*** TASK MATERIAL ***

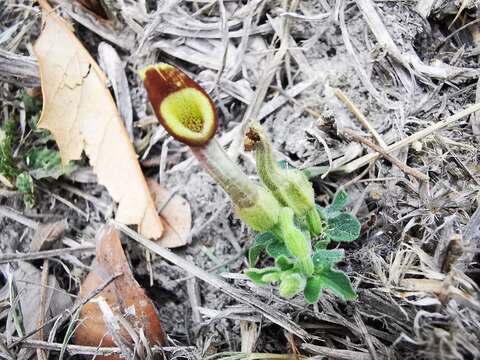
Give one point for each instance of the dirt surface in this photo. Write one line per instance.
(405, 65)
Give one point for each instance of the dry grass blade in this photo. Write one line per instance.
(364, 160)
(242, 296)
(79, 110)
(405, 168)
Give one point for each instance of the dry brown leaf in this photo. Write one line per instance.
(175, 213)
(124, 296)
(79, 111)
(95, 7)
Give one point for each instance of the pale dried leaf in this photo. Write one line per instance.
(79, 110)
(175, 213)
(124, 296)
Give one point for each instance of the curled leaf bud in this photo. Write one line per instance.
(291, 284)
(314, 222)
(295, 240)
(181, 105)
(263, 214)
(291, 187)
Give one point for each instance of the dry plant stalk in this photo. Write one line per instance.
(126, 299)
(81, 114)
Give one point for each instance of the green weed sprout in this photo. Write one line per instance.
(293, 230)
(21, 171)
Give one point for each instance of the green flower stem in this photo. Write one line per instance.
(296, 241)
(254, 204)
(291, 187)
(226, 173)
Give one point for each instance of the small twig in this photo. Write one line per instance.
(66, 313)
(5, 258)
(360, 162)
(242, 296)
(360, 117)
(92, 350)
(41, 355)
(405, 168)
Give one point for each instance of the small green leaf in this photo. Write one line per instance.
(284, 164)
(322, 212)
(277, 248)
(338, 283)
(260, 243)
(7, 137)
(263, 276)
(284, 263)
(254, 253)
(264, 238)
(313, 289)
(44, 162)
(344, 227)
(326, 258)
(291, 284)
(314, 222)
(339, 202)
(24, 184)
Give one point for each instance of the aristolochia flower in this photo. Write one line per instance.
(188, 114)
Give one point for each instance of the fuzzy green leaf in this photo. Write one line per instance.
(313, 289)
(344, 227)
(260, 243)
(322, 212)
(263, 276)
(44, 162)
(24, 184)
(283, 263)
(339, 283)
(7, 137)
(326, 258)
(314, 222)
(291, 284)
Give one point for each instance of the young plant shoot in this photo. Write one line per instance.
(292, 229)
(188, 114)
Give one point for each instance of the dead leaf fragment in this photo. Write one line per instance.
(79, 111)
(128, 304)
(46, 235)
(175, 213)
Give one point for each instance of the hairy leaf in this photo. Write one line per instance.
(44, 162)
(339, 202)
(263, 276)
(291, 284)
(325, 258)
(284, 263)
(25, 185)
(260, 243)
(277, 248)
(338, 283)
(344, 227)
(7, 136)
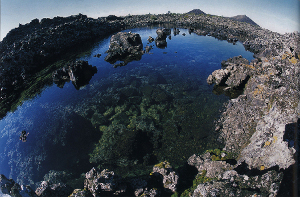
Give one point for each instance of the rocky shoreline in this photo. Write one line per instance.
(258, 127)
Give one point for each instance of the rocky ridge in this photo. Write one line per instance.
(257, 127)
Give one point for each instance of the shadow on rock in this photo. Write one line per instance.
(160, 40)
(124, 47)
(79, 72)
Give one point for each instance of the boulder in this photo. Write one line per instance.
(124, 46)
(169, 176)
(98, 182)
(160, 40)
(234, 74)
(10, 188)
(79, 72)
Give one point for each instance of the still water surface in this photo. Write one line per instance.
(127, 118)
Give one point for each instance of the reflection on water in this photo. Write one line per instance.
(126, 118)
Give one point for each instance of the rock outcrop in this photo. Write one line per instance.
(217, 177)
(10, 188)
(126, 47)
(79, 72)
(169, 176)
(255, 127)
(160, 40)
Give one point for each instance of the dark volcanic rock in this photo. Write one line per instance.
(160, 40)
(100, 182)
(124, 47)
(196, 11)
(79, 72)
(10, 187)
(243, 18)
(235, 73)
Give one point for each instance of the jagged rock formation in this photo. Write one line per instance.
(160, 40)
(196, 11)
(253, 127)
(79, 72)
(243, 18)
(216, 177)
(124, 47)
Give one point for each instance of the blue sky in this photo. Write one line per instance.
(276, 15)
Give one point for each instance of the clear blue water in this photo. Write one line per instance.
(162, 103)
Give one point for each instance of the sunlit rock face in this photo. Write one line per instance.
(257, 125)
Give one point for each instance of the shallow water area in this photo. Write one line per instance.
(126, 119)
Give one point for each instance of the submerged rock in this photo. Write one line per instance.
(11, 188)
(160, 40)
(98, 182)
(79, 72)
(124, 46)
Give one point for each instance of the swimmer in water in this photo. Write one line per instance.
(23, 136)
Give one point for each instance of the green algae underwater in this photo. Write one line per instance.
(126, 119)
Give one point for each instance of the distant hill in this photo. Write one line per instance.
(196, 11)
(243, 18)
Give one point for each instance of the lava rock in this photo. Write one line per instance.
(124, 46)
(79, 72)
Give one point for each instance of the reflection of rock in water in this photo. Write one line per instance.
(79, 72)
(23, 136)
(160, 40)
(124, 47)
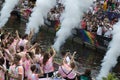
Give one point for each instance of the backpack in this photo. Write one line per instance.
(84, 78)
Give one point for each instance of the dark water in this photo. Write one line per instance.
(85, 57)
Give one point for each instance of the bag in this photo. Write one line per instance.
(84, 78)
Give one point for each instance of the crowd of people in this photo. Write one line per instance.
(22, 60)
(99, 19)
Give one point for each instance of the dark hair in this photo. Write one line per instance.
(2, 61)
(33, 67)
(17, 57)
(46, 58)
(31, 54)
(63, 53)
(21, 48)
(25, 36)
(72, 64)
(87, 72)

*** End of TASK MATERIAL ***

WORK INSTRUCTIONS | Please write out all of the material above without changing a word, and omit any pictures.

TASK ANSWER |
Give one point for each instance of the dirt surface in this photo. Write one line per instance.
(405, 65)
Give one point for each instance of the dry grass blade in this photo. Write one line per instance.
(364, 160)
(242, 296)
(79, 110)
(405, 168)
Give one point for each instance of the dry brown leaf in this photo. Write one line per instance.
(175, 213)
(124, 296)
(79, 111)
(95, 7)
Give one point for each instance of the pale dried leaf in this photo. Write one line per instance.
(79, 110)
(175, 213)
(124, 296)
Give one point for each instance of the curled leaf bud in this photo. Write one line per instance.
(291, 284)
(314, 222)
(295, 240)
(181, 105)
(263, 214)
(291, 187)
Give one point for each instance of the dry plant stalk in this photo. Write one line per instance.
(126, 299)
(81, 114)
Give one point for each instance of the green weed sprout in this photo. Write one line per instance.
(293, 230)
(21, 171)
Give one point for each instance of the green flower stem in this photo. Write one line per instance.
(296, 241)
(254, 204)
(291, 187)
(226, 173)
Give one point for each instance of the small twig in this photo. Write one line per instance.
(66, 313)
(5, 258)
(360, 162)
(242, 296)
(360, 117)
(92, 350)
(41, 355)
(405, 168)
Give one point for each instance of the small green leaf in this photo. Write one line per instance.
(284, 164)
(322, 212)
(277, 248)
(338, 283)
(260, 243)
(7, 137)
(263, 276)
(284, 263)
(254, 253)
(264, 238)
(313, 289)
(44, 162)
(344, 227)
(326, 258)
(291, 284)
(314, 222)
(339, 202)
(24, 184)
Give one point for each instance of the aristolochia flower in this photo. Write one line per instance.
(188, 114)
Give one point for each instance of the fuzzy green leaf in this photo. Write one line per instance.
(313, 289)
(344, 227)
(260, 243)
(322, 212)
(263, 276)
(44, 162)
(24, 184)
(283, 263)
(339, 283)
(7, 137)
(326, 258)
(314, 222)
(291, 284)
Give one point for each instance of the young plant shoot in this photo. Write one line per instance.
(292, 229)
(188, 114)
Give one point for each instance of the dead leaf fragment in this photo. Write one line per instance.
(79, 111)
(128, 304)
(46, 235)
(175, 213)
Give one point for each instance of the hairy leaf in this photo. Write one line per instance.
(44, 162)
(339, 202)
(263, 276)
(291, 284)
(325, 258)
(284, 263)
(25, 185)
(260, 243)
(277, 248)
(338, 283)
(344, 227)
(7, 136)
Give one point for each instance of the rocky shoreline in this photo. Write one line per instance.
(258, 127)
Give one point for each instance of the rocky ridge in this photo. Write one line per instance.
(257, 127)
Give one point for each instance of the shadow on rock in this photo. Write one line per instance.
(160, 40)
(124, 47)
(79, 72)
Give one point for each instance of the boulder in this photo. Write one line per instance.
(124, 46)
(169, 176)
(98, 182)
(160, 40)
(234, 74)
(10, 188)
(79, 72)
Give one point for each instance of the still water surface in this photo. Write one line per instance.
(127, 118)
Give one point for each instance of the reflection on water in this photo. Write one line per instance.
(126, 118)
Give one point for each instance of the rock outcrop in this photo. Write one line per instance.
(217, 177)
(10, 188)
(126, 47)
(79, 72)
(169, 176)
(255, 127)
(160, 40)
Give one point for each instance of the dark volcanic rock in this photo. Write one line per instance.
(160, 40)
(100, 182)
(124, 47)
(196, 11)
(79, 72)
(10, 187)
(243, 18)
(235, 73)
Give one point for each instance of the jagged rock formation in this photo. Write one line per instance.
(160, 40)
(196, 11)
(253, 127)
(79, 72)
(243, 18)
(216, 177)
(124, 47)
Give one point for each instance of the blue sky in this photo. Write one line per instance.
(276, 15)
Give one point for each instance of the clear blue water in this photo. Write one line per instance.
(162, 103)
Give one point for each instance of the sunlit rock face in this photo. Write one line per instance.
(257, 125)
Give one point for each instance of the shallow water area in this photo. Write one line per instance.
(126, 119)
Give one point for each instance of the submerged rock in this photo. Write one line per instance.
(11, 188)
(160, 40)
(98, 182)
(79, 72)
(124, 46)
Give one point for each instance of the swimmer in water in this photo. Write one line per instance.
(23, 136)
Give one point for each instance of the green algae underwater in this photo. Write one line per instance.
(126, 119)
Give one point for each instance of the distant hill in this photo. Write one line per instance.
(196, 11)
(243, 18)
Give one point for each instance of the lava rock in this photo. Write one line per instance.
(124, 46)
(79, 72)
Give one point for each instance of the reflection of rock in water in this photo. Write one line per instance.
(79, 72)
(23, 136)
(160, 40)
(124, 47)
Give one point for each instance of the backpack in this photo. Write one line per instance.
(84, 78)
Give one point for each instance of the dark water in this photo. Write one line per instance.
(85, 57)
Give one point for each instance of the bag in this photo. Write one line per instance.
(84, 78)
Give one point for each instance of the crowd of people in this photo. Write one line per instance.
(22, 60)
(99, 19)
Give one point for each instance of the dark hair in this photo. Write one line per instance.
(2, 61)
(33, 67)
(17, 57)
(46, 58)
(31, 54)
(63, 53)
(21, 48)
(25, 36)
(72, 64)
(87, 72)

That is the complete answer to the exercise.